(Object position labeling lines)
########################################

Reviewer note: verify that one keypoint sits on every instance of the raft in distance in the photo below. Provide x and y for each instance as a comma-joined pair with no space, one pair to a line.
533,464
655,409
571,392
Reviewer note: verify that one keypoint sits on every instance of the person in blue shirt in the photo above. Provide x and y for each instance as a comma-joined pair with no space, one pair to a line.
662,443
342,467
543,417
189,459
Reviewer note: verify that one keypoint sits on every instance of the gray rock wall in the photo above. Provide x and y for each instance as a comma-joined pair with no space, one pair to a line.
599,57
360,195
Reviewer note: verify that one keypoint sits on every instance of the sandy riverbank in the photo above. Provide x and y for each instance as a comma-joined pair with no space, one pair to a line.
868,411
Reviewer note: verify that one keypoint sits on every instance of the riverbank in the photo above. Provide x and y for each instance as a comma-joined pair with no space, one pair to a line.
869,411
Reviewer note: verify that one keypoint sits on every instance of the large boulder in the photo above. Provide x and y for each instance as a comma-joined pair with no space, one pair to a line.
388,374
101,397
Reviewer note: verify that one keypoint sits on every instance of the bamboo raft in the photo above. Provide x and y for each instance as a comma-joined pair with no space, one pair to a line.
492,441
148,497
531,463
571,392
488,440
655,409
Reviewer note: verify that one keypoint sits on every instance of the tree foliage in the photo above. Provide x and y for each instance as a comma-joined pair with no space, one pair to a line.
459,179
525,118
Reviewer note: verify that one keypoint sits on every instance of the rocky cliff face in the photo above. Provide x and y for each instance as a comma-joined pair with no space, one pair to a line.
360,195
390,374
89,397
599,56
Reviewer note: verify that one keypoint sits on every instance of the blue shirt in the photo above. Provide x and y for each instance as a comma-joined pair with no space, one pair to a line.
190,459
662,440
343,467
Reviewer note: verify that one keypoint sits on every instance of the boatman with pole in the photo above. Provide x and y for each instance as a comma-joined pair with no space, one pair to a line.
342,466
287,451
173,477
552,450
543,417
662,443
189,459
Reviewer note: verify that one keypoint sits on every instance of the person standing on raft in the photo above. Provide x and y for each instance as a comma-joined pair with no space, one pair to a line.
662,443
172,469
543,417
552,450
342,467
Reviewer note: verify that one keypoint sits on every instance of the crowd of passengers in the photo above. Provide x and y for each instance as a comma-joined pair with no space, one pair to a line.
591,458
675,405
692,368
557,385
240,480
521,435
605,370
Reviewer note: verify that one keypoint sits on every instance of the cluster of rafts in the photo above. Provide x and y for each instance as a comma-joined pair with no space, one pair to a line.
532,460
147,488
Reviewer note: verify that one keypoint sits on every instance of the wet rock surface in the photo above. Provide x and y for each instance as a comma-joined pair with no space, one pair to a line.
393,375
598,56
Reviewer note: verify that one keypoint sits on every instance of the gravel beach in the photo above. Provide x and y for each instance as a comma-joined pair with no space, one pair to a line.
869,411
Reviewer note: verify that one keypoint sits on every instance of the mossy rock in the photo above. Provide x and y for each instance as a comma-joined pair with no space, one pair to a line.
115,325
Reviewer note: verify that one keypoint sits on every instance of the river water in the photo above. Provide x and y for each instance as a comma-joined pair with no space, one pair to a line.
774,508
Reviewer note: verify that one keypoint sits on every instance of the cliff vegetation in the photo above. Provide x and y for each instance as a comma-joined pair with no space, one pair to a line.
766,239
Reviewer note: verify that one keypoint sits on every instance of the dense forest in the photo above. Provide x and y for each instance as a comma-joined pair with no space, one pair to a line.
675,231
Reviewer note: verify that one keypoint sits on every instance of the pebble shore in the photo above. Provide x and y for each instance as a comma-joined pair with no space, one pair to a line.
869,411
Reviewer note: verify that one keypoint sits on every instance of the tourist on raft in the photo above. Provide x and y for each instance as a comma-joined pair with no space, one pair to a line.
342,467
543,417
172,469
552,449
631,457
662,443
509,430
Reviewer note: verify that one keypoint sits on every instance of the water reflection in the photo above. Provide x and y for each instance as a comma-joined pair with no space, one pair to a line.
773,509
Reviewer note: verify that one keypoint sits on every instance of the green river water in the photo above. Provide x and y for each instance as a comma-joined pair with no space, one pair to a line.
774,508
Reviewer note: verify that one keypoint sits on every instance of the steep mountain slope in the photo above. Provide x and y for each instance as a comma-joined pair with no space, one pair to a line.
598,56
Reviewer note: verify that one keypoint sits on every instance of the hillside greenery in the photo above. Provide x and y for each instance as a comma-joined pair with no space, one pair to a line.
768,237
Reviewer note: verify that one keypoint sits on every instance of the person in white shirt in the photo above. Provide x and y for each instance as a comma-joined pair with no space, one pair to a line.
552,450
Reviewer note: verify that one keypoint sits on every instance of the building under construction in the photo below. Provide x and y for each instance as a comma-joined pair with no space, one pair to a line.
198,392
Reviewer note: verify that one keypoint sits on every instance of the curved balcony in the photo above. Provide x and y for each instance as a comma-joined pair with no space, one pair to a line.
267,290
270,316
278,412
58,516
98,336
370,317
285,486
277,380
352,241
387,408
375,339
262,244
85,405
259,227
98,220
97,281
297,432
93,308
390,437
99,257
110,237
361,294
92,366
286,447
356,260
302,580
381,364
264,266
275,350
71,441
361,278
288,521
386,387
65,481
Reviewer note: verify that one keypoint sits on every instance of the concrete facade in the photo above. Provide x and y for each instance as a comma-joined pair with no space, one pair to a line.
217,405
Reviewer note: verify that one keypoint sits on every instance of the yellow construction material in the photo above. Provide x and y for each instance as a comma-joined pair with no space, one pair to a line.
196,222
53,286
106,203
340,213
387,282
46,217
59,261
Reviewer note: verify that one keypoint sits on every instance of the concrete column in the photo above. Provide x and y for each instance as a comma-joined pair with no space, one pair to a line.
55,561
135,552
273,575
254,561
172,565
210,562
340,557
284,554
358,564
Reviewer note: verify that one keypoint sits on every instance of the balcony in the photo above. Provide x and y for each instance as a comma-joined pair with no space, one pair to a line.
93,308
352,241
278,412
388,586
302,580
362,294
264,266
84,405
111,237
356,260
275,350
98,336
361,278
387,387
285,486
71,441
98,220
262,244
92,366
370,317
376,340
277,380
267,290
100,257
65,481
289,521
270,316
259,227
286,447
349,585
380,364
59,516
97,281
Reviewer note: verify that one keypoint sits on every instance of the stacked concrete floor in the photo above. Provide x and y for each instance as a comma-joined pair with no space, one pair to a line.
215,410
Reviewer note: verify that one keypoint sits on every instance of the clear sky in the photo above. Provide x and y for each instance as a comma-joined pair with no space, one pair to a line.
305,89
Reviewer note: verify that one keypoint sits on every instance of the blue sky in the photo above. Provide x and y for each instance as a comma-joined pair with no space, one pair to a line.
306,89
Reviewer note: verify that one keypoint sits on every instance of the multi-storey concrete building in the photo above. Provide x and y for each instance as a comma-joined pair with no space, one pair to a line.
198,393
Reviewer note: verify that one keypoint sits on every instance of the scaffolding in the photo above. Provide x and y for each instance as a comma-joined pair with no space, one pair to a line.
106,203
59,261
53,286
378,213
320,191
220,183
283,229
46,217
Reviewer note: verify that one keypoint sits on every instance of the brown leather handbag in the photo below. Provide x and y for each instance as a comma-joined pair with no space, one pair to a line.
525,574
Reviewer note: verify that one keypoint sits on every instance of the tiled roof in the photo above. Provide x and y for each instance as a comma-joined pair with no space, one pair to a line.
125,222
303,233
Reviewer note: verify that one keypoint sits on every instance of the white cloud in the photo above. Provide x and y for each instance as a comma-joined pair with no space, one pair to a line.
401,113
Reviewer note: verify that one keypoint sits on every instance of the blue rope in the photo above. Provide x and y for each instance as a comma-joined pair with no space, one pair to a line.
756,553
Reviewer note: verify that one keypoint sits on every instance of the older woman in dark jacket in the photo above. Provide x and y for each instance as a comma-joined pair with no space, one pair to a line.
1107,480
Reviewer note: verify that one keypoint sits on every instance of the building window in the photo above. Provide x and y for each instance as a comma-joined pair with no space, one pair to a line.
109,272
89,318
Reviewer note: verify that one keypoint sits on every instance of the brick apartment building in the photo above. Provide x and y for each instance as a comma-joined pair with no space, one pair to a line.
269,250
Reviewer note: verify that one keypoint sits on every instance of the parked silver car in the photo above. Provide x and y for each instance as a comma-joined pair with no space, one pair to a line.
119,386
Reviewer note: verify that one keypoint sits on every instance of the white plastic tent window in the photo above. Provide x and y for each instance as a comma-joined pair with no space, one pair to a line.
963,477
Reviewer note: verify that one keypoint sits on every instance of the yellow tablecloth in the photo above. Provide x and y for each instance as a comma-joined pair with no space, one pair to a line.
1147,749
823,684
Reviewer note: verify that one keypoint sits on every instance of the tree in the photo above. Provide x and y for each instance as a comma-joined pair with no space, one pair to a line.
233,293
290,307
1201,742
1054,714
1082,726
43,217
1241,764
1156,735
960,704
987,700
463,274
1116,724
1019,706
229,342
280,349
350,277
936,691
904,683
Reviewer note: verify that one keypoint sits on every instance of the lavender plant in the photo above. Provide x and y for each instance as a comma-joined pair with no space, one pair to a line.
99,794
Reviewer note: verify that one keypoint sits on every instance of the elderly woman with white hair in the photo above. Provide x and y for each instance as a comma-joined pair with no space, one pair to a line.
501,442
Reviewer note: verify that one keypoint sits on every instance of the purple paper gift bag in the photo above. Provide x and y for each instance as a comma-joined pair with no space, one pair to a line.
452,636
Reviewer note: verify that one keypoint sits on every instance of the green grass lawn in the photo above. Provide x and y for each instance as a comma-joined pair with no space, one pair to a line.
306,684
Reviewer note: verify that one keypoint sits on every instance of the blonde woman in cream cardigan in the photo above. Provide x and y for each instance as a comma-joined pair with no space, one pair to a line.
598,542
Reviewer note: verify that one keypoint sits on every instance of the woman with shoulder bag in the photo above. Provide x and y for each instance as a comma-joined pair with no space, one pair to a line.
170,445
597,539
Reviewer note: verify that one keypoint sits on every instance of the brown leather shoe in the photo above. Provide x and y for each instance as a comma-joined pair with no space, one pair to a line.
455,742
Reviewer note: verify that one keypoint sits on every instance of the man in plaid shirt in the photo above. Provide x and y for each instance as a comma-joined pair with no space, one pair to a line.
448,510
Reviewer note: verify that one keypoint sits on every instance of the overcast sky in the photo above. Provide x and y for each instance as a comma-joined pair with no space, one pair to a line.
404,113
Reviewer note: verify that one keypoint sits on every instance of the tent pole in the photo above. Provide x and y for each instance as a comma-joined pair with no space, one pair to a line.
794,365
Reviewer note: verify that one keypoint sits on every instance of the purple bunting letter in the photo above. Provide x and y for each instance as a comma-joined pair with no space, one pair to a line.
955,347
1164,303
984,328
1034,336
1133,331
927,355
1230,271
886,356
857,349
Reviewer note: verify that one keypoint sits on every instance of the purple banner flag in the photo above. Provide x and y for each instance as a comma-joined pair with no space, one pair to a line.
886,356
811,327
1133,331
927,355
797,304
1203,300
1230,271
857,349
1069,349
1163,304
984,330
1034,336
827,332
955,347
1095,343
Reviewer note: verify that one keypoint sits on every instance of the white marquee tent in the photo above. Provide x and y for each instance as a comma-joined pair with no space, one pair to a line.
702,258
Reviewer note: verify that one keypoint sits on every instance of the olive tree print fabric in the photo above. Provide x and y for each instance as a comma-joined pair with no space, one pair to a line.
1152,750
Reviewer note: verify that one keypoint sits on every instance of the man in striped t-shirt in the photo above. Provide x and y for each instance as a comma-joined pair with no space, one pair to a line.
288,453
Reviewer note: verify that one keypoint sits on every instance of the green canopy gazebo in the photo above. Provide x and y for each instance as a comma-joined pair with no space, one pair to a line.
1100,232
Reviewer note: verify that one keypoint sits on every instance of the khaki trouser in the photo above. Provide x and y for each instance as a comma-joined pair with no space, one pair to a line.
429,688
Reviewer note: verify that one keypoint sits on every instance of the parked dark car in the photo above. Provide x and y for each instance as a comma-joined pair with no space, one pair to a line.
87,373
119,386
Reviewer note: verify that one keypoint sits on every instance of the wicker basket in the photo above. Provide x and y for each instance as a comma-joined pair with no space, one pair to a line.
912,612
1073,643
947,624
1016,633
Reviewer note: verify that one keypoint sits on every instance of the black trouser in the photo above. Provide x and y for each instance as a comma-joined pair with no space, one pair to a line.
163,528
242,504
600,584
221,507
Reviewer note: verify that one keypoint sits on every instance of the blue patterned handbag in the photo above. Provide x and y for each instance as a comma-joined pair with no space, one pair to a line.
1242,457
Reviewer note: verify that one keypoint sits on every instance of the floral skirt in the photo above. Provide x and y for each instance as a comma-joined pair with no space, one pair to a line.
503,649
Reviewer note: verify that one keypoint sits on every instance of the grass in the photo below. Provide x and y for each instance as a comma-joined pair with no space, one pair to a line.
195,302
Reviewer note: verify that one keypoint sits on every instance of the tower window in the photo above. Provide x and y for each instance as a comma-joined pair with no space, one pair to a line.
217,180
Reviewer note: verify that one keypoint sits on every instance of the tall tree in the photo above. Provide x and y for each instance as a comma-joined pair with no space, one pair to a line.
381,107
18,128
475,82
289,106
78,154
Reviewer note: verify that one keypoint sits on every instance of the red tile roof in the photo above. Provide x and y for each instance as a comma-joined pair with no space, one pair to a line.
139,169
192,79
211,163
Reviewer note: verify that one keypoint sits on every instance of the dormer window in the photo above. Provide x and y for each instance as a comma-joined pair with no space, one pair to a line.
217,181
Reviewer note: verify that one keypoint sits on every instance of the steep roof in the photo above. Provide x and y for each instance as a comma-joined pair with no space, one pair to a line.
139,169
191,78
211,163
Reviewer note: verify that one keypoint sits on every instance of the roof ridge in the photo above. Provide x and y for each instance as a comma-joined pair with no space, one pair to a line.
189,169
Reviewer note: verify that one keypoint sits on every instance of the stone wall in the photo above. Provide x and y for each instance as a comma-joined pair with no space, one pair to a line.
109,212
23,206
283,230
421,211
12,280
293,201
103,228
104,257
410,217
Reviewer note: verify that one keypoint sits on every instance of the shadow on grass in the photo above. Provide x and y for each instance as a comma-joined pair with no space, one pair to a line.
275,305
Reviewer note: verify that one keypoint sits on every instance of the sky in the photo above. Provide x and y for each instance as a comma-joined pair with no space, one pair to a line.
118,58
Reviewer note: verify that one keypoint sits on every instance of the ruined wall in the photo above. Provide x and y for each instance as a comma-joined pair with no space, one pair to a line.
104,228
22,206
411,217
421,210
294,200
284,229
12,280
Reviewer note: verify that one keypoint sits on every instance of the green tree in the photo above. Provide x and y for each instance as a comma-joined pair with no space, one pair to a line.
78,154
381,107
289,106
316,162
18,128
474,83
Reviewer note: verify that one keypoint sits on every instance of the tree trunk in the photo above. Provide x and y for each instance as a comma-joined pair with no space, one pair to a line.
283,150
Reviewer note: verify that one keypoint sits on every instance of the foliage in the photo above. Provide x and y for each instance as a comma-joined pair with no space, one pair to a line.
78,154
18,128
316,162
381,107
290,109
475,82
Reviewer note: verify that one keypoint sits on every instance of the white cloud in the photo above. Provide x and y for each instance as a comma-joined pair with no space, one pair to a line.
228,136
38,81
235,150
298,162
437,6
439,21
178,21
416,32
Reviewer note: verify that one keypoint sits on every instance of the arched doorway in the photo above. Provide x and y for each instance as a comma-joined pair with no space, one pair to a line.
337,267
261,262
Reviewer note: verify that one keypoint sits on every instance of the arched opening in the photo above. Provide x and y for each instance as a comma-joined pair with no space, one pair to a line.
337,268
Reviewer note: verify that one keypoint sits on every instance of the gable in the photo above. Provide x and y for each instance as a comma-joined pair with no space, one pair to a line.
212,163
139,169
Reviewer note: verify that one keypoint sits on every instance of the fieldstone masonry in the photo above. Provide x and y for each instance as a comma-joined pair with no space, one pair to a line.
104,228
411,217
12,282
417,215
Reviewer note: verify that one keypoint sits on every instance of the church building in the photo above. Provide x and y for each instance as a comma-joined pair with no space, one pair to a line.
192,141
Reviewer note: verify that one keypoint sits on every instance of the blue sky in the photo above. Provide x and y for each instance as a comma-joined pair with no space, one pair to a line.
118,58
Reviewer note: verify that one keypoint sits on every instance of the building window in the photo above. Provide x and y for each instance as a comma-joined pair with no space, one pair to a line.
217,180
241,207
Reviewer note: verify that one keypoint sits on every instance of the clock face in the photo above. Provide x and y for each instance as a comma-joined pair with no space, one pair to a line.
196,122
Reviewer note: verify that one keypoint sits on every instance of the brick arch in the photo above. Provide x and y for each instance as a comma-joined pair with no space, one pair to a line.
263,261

########################################

Starting at the line that contains "the arched doorway" and ending at the final line, render these lines as a JSON list of strings with one string per line, omitting any blank lines.

The output:
[
  "Reviewer note: verify that one keypoint sits on every instance of the arched doorway in the photo above. Provide x and y for each instance as a comma-joined pair with no space, one pair to a line.",
  "337,267",
  "261,262",
  "Reviewer note: verify that one keypoint sits on every instance of the arched opening in the photo above. Provide x and y for each instance as a comma-joined pair with no space, one pair to a line.",
  "337,268",
  "Reviewer note: verify that one keypoint sits on every instance of the gable in the photo above. Provide x and y for each instance as a comma-joined pair with no space, one pair to a line.",
  "212,163",
  "139,169",
  "Reviewer note: verify that one keypoint sits on every instance of the fieldstone masonry in the photo above. Provide x and y for each instance as a comma-joined pair with no space, one pair to a line.",
  "104,228",
  "411,217",
  "12,282",
  "417,215",
  "Reviewer note: verify that one keypoint sits on every instance of the church building in the photo above. Provide x and y for each instance as a comma-joined pair with no space, one pair to a line.",
  "192,141",
  "Reviewer note: verify that one keypoint sits on every instance of the blue sky in the photo above. Provide x and y for each instance as a comma-joined pair with no space, one pair to a line.",
  "118,58",
  "Reviewer note: verify that one keypoint sits on every instance of the building window in the photo above. Provide x and y for each instance as a comma-joined pair with no space, one pair to a line.",
  "217,180",
  "241,207",
  "Reviewer note: verify that one keypoint sits on every instance of the clock face in the photo above. Provide x and y for each instance as a comma-joined pair with no space, one pair to a line.",
  "196,122",
  "Reviewer note: verify that one keypoint sits on every instance of the brick arch in the photo above. Provide x and y for each instance as a comma-joined pair with no space, one pair to a line.",
  "263,261"
]